Page excerpt »
########
“Conditions at the University of Pittsburgh are not so alarming as the announcement of the quarantine might seem to indicate,” Lt. Col. Silas Wolf said.
And they weren’t, yet. Quarantine came to Pitt in 1918. Although it’s not certain where the flu epidemic of that year originated, the common term “Spanish influenza” is almost certainly inaccurate — the flu probably came from China, the United Kingdom or somewhere in the United States. In any case, large numbers of cases began to appear in Europe early in 1918 and quickly spread to the United States via members of the military. It reached Pitt, where thousands of students were preparing to ship off to fight in World War I, sometime in October.
While the current coronavirus pandemic sweeping the world calls to mind the Spanish influenza — the most devastating pandemic the United States has experienced since it became a country — there are clear differences, and it’s important not to link the two too closely. Notably, most young people aren’t put directly at risk of death by COVID-19, which is deadliest to the elderly and groups with pre-existing conditions. The 1918 flu, however, was devastating to young people, with more than half of deaths striking people between the age of 20 and 40. College students were much more likely to watch friends their age die.
########
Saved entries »

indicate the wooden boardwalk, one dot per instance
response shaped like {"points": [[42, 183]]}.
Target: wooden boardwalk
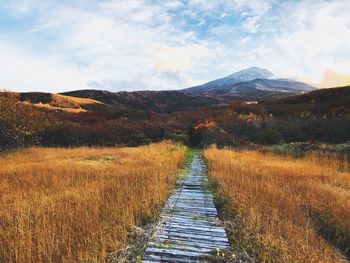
{"points": [[188, 229]]}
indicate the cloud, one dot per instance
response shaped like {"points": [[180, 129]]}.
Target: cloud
{"points": [[331, 78], [139, 44], [179, 59], [24, 71]]}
########
Work instructions »
1/ Write out the portion of the 1918 influenza passage that opens with the words containing "While the current" and closes with "their age die.".
2/ For each statement, state whether it agrees with the 1918 influenza passage, and support each yes or no with the deciding words quoted from it.
(a) The flu reached Pitt sometime in October.
(b) The text holds that the 1918 flu most likely originated in Spain.
(c) More than half of the 1918 flu deaths struck people between the ages of 20 and 40.
3/ Carry on the 1918 influenza passage past its last sentence.

Set of answers »
1/
While the current coronavirus pandemic sweeping the world calls to mind the Spanish influenza — the most devastating pandemic the United States has experienced since it became a country — there are clear differences, and it’s important not to link the two too closely. Notably, most young people aren’t put directly at risk of death by COVID-19, which is deadliest to the elderly and groups with pre-existing conditions. The 1918 flu, however, was devastating to young people, with more than half of deaths striking people between the age of 20 and 40. College students were much more likely to watch friends their age die.

2/
(a) Yes: "It reached Pitt, where thousands of students were preparing to ship off to fight in World War I, sometime in October."
(b) No: "the common term “Spanish influenza” is almost certainly inaccurate — the flu probably came from China, the United Kingdom or somewhere in the United States."
(c) Yes: "with more than half of deaths striking people between the age of 20 and 40."

3/
Edwin Kiester Jr., a writer and historian who passed away in 2015, wrote an excellent article about the pandemic for the January 2003 issue of Pitt Med magazine, placing Pitt’s outbreak in the context of the statewide and national instances. Only weeks after 3,500 male Pitt students of conscription age were drafted into the army to fight in the first World War, Kiester writes, the campus was quarantined under orders from the state:
“Guards at Bigelow Boulevard and Fifth Avenue prevented anyone from entering or leaving. The football schedule was canceled — in a year when Pitt again expected to be national champions under Pop Warner — along with all other gatherings, indoors and out. The medical school, like the rest of the University, suspended classes. Sixty-three juniors and seniors performed emergency intern duty at hospitals. And the students who were presumably healthy in September were now coughing, wheezing, doubling over in pain, shivering with fever, dropping where they stood — and dying … Before it had fully subsided, more than 23,000 men, women, and children had been sickened in Pittsburgh, and about 5,000 had died. During the worst days, one Pittsburgher fell ill every 70 seconds, and someone died every 10 minutes.”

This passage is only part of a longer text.